**DESCRIPTION OF THE TASK:**
Continue the passage about Rhodesia's chemical and biological warfare program from its final sentence.

CIO chief Ken Flower was certainly aware of the CBW activities, having received biweekly reports from his officer in charge of the program Michael "Mac" McGuinness. British South Africa Police (BSAP) commissioners, first Sherren and later Allum, all were briefed on the CBW efforts, and at least Sherren took steps to ensure that the program remained concealed. In 1977, McGuinness briefed the Combined Operations (COMOPS) commanded by Lt. General Peter Walls about the CBW effort.

==CBW program==
Participants in the Rhodesian CBW program confirmed that a small-scale, rudimentary program existed, although many details probably will never be fully disclosed. The facilities used in the CBW program almost certainly consisted of a Special Branch-funded laboratory at Professor Robert Symington's Borrowdale residence, and facilities at the Selous Scout "fort" outside Bindura were used. Similarly, facilities in the Selous Scout "fort" outside Mount Darwin were involved in the CBW programme. Starting from sometime in 1978, some of the more sensitive CBW-related activities—including experimentation on humans—almost certainly took place at the Mount Darwin site, which was more remotely located than Bindura.

The chemicals most used in the Rhodesian programme were parathion (an organophosphate insecticide) and thallium (a heavy metal commonly found in rodenticide) probably because these compounds were readily available in Rhodesia at the time and were relatively inexpensive. Among the biological agents, the Rhodesians selected for use included Vibrio cholerae (causative agent of cholera) and possibly Bacillus anthracis (causative agent of anthrax). They also looked at using Rickettsia prowazekii (causative agent of epidemic typhus), and Salmonella typhi (causative agent of typhoid fever), and toxins—such as ricin and botulinum toxin.

==Purpose==
Although little specific information remains available about the Rhodesian CBW effort, what is indisputable is that its primary purpose was to kill guerrillas whether they were recruits transiting to camps in Mozambique or guerrillas operating inside Rhodesia. The CBW effort took on the guerrilla threat from three fronts. First, the effort aimed to eliminate guerrillas operating inside Rhodesia through contaminated supplies either provided by contact men, recovered from hidden caches, or stolen from rural stores. A second-order effect was to disrupt the relations between village supporters and the guerrillas. Secondly, the effort worked to contaminate water supplies along guerrilla infiltration routes into Rhodesia, forcing the guerrillas either to travel through arid regions to carry more water and less ammunition or travel through areas patrolled by the security forces. Finally, the Rhodesians sought to hit the guerrillas in their safe havens by poisoning food, beverages, and medicines.

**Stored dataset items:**

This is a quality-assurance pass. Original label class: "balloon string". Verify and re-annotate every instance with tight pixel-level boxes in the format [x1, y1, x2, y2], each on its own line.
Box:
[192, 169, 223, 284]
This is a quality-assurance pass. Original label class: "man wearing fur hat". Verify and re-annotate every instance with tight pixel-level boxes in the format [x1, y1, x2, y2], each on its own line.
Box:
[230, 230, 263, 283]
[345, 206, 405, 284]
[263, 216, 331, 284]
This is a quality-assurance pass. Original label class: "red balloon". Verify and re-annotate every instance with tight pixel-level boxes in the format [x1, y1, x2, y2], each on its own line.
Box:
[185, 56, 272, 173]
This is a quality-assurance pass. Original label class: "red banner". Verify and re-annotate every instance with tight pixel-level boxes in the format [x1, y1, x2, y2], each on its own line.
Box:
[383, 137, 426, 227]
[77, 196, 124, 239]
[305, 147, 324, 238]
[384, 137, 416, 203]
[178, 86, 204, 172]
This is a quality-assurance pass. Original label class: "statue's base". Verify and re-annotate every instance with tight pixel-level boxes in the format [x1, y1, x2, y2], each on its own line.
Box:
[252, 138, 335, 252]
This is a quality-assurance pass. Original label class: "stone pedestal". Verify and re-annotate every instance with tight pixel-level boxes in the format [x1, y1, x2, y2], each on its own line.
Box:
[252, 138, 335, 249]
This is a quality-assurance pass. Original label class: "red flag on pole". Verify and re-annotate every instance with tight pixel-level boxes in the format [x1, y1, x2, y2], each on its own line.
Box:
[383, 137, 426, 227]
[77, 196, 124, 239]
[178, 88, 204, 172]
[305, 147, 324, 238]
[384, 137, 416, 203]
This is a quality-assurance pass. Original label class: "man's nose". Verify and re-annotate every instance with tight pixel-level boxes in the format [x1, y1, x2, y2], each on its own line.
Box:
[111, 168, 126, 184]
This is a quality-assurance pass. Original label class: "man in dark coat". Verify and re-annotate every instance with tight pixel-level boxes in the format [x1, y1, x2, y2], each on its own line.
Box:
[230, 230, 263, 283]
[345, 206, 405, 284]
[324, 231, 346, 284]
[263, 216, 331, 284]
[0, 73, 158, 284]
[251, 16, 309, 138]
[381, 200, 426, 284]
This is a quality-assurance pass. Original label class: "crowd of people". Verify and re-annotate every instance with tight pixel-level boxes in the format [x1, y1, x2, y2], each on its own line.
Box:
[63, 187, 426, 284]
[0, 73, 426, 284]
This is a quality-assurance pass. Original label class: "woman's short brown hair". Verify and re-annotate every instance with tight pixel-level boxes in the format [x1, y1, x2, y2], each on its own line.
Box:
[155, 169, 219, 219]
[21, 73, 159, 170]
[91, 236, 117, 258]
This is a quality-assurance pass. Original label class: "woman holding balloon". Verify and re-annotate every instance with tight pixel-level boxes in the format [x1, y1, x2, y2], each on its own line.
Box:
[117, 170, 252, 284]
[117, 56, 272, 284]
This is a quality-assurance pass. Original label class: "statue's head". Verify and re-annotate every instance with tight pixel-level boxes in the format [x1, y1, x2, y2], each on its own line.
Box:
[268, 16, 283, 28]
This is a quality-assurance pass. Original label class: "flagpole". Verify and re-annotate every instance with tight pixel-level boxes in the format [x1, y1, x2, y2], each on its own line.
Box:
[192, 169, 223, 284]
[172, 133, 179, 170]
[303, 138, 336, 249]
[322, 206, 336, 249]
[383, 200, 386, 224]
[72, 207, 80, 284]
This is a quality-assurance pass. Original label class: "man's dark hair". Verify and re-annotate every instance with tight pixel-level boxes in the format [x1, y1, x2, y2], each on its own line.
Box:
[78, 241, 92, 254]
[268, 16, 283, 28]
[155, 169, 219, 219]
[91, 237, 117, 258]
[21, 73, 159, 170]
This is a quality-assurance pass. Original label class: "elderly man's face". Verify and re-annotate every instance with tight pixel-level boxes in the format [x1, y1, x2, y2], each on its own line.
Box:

**RESULT BELOW:**
==Dissemination==
The Special Branch also stocked contaminated goods in rural general stores in the frozen areas knowing that guerrilla groups likely would raid these stores. During Rhodesian external operations, Rhodesian forces often would add contaminated food and medical supplies to those discovered in those guerrilla camps overrun by Rhodesian troops. Similarly, guerrilla caches in the bush were replaced with contaminated supplies.

During 1976 members of the Selous Scouts disseminated V. cholerae in the Ruya River. The unit also used the material to contaminate the water supply of the town of Cochemane in Mozambique. Deaths from cholera occurred in both areas.

A number of writers have accused the Rhodesian Government of intentionally distributing B. anthracis in western Rhodesia, causing an anthrax outbreak in the country from 1978 to 1984 with 10,738 human cases and 200 fatalities. This is however disputed by others, including Wilson et al. who state that there is a lack of evidence to support this claim.

==Effectiveness==
Some Rhodesian officers believed that the use of CBW could have been decisive, given its effectiveness at times during the war. At times in the conflict, the Rhodesian CBW effort resulted in more insurgent deaths than did conventional Rhodesian military units. The CBW program resulted in at least 809 recorded deaths, but the true count almost certainly was well over 1,000. In the end, CBW use in Rhodesia did not have any meaningful impact on the conflict's termination.